TRECHO SELECIONADO
_ _ _ _ _
A irreverência sempre foi a marca de Roger (Foto:MonicaMarinho)

_ Aí é oficializar o roubo! Esse negócio do cara gravar um pedaço da minha música e passar pra CD é um absurdo. Quer dizer que posso pegar pedaços de várias músicas clássicas e lançar uma sinfonia? _ ironiza.
Para Roger, a indústria da música tem que se adequar às novas realidades. Idéias não faltam e entre elas está o resgate da antiga cultura dos “compactos” - discos com dois ou quatro hits, com preços bem acessíveis, que serviria principalmente para o lançamento e a divulgação de novas bandas. Outra idéia interessante dada por Roger foi a gravação de um CD, em mp3, com toda a obra do Ultraje, a um preço acessível. Sugestão essa que não foi aproveitada.
_ _ _ _ _
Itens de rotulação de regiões

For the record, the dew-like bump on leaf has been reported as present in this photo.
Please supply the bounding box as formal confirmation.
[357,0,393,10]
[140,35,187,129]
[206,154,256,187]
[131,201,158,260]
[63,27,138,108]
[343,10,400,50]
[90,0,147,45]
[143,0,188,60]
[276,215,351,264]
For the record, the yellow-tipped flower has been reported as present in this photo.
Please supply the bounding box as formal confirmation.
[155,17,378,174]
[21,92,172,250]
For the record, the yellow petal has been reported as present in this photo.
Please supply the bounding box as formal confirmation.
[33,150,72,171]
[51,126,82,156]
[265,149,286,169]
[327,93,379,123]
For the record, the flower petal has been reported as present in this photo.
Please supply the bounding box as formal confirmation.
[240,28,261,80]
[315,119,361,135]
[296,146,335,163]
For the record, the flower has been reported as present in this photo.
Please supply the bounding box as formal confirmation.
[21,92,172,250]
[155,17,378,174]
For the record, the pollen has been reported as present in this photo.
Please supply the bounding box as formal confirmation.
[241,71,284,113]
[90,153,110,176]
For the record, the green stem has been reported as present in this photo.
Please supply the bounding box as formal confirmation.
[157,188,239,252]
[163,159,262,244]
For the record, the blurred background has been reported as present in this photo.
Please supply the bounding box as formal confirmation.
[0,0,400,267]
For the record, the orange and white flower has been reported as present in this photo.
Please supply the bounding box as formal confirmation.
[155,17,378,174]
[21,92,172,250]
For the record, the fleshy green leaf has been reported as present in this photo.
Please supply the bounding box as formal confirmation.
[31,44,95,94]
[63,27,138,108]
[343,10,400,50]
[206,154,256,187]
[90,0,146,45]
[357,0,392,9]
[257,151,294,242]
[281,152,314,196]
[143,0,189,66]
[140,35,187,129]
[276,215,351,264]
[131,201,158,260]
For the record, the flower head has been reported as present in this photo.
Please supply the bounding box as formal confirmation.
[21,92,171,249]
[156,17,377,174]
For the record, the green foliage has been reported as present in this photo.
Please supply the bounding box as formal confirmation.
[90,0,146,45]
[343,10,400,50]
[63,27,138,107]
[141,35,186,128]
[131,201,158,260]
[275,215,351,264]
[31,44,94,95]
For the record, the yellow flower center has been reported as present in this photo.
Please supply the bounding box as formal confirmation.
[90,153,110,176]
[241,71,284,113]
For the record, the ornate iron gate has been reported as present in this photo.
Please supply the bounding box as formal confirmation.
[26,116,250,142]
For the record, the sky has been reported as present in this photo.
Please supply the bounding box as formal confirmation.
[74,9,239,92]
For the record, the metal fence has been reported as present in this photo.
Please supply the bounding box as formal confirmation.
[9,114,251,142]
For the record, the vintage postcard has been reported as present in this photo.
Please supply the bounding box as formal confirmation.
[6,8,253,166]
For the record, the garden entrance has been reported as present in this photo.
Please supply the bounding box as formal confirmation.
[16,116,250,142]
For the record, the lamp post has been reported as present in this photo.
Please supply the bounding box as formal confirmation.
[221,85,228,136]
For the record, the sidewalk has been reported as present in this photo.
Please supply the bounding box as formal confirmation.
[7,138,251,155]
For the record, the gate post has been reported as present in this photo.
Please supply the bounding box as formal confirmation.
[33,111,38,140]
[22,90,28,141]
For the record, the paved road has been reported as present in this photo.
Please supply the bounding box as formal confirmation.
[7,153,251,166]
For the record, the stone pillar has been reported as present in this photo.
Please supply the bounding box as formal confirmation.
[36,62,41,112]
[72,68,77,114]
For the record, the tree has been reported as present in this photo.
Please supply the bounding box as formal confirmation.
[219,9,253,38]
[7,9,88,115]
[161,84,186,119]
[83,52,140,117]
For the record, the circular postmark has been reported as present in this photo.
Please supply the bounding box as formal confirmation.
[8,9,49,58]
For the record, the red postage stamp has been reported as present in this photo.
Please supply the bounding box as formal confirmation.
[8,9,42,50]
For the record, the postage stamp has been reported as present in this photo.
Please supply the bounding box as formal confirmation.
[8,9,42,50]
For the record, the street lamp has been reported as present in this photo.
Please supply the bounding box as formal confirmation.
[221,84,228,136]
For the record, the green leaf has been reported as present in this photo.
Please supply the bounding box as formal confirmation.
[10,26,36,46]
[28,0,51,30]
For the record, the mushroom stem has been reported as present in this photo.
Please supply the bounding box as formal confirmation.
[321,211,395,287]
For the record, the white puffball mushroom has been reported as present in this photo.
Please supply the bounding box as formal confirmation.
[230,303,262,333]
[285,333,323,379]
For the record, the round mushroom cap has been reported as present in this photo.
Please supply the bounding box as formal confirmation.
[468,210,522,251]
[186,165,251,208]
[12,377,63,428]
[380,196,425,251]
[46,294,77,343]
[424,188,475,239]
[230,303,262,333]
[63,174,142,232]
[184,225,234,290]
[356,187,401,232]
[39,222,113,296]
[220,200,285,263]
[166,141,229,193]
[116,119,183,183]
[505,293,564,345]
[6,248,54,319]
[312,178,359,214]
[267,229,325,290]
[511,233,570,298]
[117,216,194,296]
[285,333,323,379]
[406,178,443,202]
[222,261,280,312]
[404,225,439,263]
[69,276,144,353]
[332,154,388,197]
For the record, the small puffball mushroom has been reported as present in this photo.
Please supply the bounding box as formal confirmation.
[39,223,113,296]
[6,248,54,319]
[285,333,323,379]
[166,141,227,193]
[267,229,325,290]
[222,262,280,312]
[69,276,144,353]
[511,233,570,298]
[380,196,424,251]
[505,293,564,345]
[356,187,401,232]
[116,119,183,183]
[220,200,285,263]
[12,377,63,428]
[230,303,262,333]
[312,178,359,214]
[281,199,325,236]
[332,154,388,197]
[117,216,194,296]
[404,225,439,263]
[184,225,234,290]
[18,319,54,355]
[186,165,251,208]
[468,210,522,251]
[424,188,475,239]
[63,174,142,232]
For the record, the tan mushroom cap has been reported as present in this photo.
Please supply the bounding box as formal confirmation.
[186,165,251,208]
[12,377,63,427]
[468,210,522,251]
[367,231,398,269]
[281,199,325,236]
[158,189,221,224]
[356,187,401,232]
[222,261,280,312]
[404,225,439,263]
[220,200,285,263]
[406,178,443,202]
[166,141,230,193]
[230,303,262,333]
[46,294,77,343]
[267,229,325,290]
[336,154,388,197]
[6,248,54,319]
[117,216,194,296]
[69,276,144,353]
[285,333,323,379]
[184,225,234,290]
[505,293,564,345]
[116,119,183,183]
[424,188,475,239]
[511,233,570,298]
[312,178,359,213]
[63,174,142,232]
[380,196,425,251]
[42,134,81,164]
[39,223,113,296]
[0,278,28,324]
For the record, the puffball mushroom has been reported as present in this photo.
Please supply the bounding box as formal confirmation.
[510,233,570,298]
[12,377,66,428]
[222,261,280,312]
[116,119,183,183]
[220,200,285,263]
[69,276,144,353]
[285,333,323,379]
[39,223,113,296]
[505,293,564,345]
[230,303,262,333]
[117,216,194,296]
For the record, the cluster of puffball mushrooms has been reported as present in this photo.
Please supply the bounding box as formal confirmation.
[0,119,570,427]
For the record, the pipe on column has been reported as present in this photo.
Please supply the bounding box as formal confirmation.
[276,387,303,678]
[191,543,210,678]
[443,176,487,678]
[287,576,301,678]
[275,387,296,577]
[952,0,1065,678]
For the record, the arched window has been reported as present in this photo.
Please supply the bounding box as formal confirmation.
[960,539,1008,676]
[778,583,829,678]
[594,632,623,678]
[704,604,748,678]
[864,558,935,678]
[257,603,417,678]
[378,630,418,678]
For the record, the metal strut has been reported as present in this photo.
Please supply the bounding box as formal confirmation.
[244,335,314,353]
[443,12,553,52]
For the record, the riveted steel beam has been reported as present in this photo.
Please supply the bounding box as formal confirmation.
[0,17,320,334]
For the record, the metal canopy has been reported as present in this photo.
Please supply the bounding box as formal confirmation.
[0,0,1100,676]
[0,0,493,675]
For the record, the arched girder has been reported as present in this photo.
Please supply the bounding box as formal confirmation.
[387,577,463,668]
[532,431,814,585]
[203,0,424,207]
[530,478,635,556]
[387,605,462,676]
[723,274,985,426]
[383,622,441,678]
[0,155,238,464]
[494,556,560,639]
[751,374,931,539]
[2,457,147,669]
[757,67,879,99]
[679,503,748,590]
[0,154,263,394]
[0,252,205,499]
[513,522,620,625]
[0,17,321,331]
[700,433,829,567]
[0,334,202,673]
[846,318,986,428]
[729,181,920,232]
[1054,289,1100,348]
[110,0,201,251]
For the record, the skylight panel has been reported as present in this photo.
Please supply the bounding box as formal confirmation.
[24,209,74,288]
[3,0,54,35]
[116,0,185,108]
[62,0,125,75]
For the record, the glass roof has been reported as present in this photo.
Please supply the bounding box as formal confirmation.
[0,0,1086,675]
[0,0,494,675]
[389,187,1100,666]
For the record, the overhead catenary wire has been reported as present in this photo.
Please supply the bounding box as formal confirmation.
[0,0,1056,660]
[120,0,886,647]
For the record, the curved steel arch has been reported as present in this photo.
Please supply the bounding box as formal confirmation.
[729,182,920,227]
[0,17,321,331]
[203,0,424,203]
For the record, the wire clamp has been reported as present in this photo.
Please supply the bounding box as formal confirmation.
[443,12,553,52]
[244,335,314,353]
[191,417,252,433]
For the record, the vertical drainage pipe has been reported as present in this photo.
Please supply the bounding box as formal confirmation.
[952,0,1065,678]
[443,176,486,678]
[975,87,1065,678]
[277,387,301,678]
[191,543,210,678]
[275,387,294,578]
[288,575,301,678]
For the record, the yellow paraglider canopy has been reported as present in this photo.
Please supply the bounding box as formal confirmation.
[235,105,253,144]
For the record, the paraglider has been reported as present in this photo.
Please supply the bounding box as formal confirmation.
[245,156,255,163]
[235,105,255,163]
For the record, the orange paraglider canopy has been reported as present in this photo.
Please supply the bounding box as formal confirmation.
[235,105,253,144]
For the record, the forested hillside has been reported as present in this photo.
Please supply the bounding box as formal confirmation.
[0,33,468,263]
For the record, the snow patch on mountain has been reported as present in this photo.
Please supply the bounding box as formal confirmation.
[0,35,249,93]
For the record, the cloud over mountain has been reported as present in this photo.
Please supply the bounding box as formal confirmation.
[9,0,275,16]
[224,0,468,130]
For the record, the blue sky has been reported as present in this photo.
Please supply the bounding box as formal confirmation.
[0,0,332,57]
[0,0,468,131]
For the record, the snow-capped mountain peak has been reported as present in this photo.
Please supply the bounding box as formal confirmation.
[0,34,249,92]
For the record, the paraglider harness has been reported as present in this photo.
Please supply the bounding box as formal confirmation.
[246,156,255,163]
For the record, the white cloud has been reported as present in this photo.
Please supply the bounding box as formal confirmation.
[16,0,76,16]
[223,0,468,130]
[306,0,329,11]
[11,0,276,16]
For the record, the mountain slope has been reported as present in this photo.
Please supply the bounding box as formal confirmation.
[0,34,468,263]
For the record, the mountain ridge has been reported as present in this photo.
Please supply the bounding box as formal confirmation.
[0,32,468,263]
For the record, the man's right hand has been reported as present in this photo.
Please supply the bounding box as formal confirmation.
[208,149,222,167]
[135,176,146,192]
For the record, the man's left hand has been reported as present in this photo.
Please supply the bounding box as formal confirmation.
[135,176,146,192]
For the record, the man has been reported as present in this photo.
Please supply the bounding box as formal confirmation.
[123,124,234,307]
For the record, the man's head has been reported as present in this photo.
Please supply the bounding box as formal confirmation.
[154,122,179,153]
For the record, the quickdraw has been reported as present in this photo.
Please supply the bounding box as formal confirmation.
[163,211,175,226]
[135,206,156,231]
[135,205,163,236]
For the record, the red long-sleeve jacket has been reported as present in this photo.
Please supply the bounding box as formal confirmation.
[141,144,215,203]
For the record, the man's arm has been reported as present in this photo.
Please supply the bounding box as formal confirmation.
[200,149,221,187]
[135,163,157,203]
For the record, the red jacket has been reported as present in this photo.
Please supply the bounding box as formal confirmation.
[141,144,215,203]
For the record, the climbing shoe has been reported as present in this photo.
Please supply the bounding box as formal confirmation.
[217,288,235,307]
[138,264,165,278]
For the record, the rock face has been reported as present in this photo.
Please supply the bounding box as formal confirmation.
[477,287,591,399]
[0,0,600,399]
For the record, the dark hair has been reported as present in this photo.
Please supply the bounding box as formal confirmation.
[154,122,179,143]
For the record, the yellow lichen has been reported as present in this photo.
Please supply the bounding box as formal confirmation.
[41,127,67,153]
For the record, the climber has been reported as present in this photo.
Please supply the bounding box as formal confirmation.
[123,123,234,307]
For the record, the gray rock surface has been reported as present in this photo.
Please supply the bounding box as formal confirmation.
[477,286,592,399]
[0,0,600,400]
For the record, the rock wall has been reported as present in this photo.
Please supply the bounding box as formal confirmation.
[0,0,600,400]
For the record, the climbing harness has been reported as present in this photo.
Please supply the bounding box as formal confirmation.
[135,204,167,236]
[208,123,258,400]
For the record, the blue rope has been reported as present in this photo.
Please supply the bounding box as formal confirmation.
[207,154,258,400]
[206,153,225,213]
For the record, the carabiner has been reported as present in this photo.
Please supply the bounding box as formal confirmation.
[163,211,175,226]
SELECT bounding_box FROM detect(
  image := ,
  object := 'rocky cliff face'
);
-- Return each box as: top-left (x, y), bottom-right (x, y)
_ _ _ _ _
PROBLEMAS E TAREFAS
a) De acordo com o texto sobre Roger, o que eram os "compactos"?
b) Transcreva do texto sobre Roger o trecho que começa com as palavras "A irreverência sempre" e termina com "sinfonia? _ ironiza.".
c) Prossiga o texto sobre Roger a partir do ponto em que ele termina.
Os itens não são necessários para realizar nenhuma das tarefas.

PROBLEMAS RESOLVIDOS
a) Discos com dois ou quatro hits, com preços bem acessíveis.

b)
A irreverência sempre foi a marca de Roger (Foto:MonicaMarinho)

_ Aí é oficializar o roubo! Esse negócio do cara gravar um pedaço da minha música e passar pra CD é um absurdo. Quer dizer que posso pegar pedaços de várias músicas clássicas e lançar uma sinfonia? _ ironiza.

c)
_ As gravadoras sabem que é o fim delas. Ainda é incipiente, mas é por pouco tempo. Tem que se adaptar, mas é um processo demorado. Eu sugeri há alguns anos, à minha antiga gravadora, lançar todo o nosso repertório em um só disco, em mp3, mas não houve interesse. Eles têm regras que não podem ‘quebrar’. Mas seria ótimo para combater a pirataria. Você vai lá e comprar toda a obra do Ultraje em um ou dois CDs. E poderia ser vendido quase a preço de custo: 5, 10 reais. Mas não fazem. O cara quer ver a cor do dinheiro. Até a TV está sentindo o baque da Internet. E não são apenas as empresas que são prejudicadas, o artista e a mentalidade do público também. Hoje em dia, ninguém está a fim de apostar na qualidade. O cara quer o retorno rápido. E o que acontece é que o gosto musical está deteriorando muito.
Falando em Informática e mundo virtual, uma das últimas composições de Roger trata justamente desse tema e, pasmem, foi feita para uma criança: a apresentadora Maísa Silva, de 5 anos, do programa Sábado Animado, do SBT, e se chama “Ô, tio!”.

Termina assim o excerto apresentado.